Vorliegender Text =>
◇ ◇ ◇

Stand: 15.02.2025 14:14 Uhr

Inzwischen gehen die Behörden bei der Amokfahrt von Farhad N. in München von einer religiös motivierten Tat aus. Gespräche mit Familie und Bekannten werfen Fragen auf, wie es so weit kommen konnte.

Von Bamdad Esmaili und Katharina Köll, WDR

In der Nähe von München lebt Lida M. in einem Zimmer mit ihrem Mann und zwei Kindern. Sie trägt ein grün-weiß gestreiftes Kopftuch lose um ihren Kopf geworfen. Noch immer ist sie fassungslos: darüber, dass ihr Neffe Farhad N. vorsätzlich in eine Menschenmenge gefahren sein soll.

Sie beteuert, dass er unschuldig sei, zeigt Fotos, die den jungen Bodybuilder bei Wettkämpfen zeigen. Die Afghanin will nicht glauben, dass ihr Neffe diese schreckliche Tat begangen hat. "Er war aktiv, sportlich, gesund, niemals ein Problem", beschreibt sie Farhad N. Sie spricht von einem Unfall.

◇ ◇ ◇

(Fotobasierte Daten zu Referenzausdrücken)
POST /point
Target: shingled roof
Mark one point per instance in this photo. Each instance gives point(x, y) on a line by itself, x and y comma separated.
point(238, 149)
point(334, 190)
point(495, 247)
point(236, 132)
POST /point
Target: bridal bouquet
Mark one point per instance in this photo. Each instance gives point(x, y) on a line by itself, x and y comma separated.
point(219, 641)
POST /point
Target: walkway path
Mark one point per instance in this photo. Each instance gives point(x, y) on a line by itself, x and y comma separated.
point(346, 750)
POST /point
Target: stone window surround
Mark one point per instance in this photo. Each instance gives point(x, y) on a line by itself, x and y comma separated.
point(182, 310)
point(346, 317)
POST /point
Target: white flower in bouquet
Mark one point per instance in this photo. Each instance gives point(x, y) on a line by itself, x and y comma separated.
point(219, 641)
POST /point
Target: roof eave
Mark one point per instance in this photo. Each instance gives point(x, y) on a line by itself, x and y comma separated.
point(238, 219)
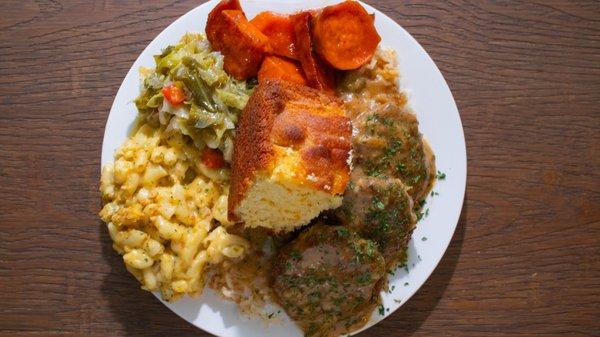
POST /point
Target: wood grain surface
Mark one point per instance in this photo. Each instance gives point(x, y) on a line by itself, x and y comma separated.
point(525, 260)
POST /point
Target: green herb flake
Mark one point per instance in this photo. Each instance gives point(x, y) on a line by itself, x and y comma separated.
point(441, 175)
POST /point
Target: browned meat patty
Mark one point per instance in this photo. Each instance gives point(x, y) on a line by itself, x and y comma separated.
point(382, 211)
point(328, 279)
point(388, 145)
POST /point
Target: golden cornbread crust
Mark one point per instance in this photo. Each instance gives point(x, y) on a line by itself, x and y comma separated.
point(297, 118)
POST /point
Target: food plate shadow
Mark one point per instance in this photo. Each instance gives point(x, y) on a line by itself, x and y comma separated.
point(410, 316)
point(138, 312)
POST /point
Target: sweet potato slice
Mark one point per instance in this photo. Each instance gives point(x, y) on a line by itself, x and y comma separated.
point(242, 44)
point(275, 67)
point(318, 74)
point(215, 21)
point(345, 35)
point(280, 30)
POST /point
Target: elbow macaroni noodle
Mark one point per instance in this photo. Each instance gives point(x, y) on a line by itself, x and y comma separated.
point(164, 212)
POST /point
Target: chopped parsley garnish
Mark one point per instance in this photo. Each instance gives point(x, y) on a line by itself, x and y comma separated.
point(364, 278)
point(441, 175)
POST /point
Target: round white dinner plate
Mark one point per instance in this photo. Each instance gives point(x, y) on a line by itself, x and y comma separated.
point(440, 123)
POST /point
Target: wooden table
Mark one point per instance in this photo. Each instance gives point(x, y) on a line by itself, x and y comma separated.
point(525, 259)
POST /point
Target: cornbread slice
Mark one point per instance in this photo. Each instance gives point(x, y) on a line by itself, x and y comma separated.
point(290, 157)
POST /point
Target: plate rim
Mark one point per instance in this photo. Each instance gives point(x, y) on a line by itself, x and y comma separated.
point(463, 178)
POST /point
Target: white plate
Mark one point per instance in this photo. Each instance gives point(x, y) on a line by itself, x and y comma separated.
point(439, 122)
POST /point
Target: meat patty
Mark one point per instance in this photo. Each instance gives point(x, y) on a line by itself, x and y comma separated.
point(388, 145)
point(382, 211)
point(328, 279)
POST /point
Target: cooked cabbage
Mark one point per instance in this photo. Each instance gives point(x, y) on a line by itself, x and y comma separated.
point(213, 100)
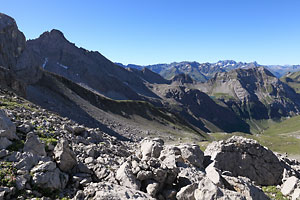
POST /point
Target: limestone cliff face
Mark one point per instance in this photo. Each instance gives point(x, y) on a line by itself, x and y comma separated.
point(18, 65)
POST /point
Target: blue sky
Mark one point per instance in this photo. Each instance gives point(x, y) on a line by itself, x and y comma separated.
point(163, 31)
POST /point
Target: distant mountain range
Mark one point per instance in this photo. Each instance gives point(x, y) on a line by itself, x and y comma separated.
point(202, 72)
point(185, 99)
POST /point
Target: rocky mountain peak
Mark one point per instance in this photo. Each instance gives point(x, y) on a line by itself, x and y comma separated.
point(6, 21)
point(12, 42)
point(54, 34)
point(182, 78)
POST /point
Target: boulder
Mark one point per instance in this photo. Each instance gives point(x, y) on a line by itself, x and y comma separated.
point(152, 187)
point(64, 156)
point(214, 175)
point(47, 176)
point(144, 175)
point(192, 154)
point(207, 190)
point(25, 161)
point(4, 143)
point(170, 155)
point(34, 145)
point(3, 152)
point(289, 185)
point(108, 191)
point(21, 182)
point(296, 194)
point(187, 192)
point(189, 175)
point(245, 187)
point(151, 148)
point(7, 128)
point(126, 177)
point(246, 157)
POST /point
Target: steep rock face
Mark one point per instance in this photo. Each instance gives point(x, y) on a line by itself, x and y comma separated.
point(182, 79)
point(149, 76)
point(12, 42)
point(253, 93)
point(293, 80)
point(88, 68)
point(18, 65)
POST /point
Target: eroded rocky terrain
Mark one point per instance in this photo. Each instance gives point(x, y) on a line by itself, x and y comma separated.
point(49, 157)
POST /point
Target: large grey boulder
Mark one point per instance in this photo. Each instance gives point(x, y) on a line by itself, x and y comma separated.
point(34, 145)
point(151, 148)
point(107, 191)
point(7, 128)
point(192, 154)
point(189, 175)
point(207, 190)
point(289, 185)
point(64, 156)
point(187, 192)
point(46, 175)
point(126, 177)
point(245, 187)
point(246, 157)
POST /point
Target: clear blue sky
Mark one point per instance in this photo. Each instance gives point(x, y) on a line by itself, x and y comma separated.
point(163, 31)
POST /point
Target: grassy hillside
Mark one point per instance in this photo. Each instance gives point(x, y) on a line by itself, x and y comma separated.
point(87, 107)
point(283, 137)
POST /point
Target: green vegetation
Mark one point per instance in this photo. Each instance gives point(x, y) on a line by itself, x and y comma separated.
point(7, 174)
point(282, 137)
point(11, 103)
point(274, 193)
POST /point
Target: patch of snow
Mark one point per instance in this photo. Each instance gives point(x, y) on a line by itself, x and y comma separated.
point(63, 66)
point(45, 63)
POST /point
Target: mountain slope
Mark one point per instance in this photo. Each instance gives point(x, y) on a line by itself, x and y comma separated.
point(253, 93)
point(204, 71)
point(88, 68)
point(293, 80)
point(128, 118)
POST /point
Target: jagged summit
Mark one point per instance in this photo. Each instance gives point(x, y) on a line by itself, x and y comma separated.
point(6, 21)
point(182, 79)
point(54, 34)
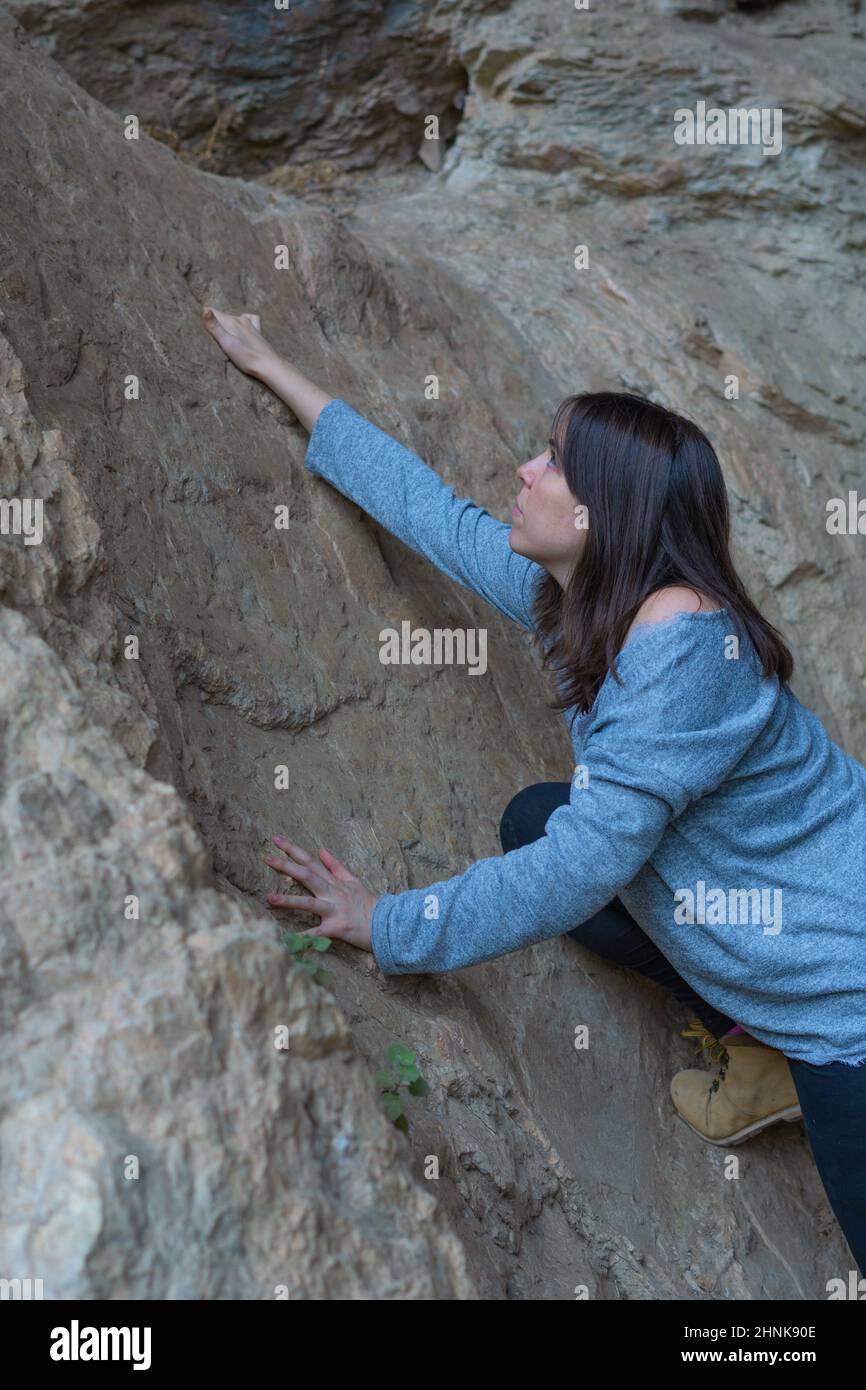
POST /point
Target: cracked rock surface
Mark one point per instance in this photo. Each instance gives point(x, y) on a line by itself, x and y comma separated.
point(153, 777)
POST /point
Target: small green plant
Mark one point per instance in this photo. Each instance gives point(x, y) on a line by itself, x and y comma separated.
point(403, 1070)
point(300, 947)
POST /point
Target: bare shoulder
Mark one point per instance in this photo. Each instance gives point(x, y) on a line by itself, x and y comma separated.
point(674, 598)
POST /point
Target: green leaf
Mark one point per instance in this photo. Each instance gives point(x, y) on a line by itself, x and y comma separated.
point(295, 943)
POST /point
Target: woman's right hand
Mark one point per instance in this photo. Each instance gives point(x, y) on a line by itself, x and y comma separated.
point(241, 339)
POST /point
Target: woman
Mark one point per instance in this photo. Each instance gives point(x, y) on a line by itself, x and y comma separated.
point(712, 836)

◇ ◇ ◇

Arbeitsauftrag 1 => Was für ein Kopftuch trägt Lida M. laut dem Text über die Amokfahrt in München?
Arbeitsauftrag 2 => Schreibe den Text über die Amokfahrt in München im Anschluss an seinen letzten Satz weiter.
Die Zeilen sind eigenständiges Material und gehören nicht zum Text über die Amokfahrt in München.

Schriftliche Antwort 1 => Ein grün-weiß gestreiftes Kopftuch.

Schriftliche Antwort 2 =>
Als 15-Jähriger nach Deutschland gekommen

Gemeinsam traten sie, ihre Familie und der damals minderjährige Farhad im Jahr 2016 die Flucht aus Afghanistan über den Iran nach Europa an. An der türkisch-iranischen Grenze wurden seine Tante und ihre Familie festgenommen, erst Jahre später schafften sie es nach Deutschland. Farhad N. war zu diesem Zeitpunkt 15 Jahre alt und schlug sich weiter über Italien allein als unbegleiteter Minderjähriger nach Deutschland durch.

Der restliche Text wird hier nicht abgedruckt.